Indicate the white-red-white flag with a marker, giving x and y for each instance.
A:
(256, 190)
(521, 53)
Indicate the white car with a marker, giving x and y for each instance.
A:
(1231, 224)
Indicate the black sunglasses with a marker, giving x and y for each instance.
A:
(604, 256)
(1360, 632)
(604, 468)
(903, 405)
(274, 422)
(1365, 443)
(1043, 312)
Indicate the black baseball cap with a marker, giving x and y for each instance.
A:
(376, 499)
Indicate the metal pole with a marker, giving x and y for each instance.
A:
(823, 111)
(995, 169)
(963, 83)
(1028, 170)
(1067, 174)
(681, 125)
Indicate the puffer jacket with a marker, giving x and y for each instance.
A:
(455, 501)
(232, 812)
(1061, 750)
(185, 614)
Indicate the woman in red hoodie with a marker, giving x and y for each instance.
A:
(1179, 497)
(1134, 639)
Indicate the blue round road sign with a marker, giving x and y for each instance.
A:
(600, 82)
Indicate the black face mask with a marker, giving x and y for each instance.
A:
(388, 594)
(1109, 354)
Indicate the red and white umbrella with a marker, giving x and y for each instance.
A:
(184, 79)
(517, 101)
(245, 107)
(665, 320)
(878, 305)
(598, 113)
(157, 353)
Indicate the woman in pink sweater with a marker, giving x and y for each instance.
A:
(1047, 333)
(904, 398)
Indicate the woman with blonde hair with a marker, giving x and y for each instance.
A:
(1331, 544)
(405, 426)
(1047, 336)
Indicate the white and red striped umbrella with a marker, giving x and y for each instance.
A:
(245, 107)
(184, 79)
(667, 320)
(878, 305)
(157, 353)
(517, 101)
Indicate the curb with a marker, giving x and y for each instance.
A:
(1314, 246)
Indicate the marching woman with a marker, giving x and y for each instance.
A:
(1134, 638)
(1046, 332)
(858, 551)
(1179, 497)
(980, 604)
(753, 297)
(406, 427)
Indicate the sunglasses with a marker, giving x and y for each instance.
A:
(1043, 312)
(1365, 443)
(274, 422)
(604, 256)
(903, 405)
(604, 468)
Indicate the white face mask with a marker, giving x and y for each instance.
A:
★ ★ ★ ★ ★
Task:
If a line in the entries contains "mask", copy it.

Task result:
Indicate the black face mask with a marker, giving x and y for each instance.
Indicate the white face mask with a marker, giving x and y for each instance.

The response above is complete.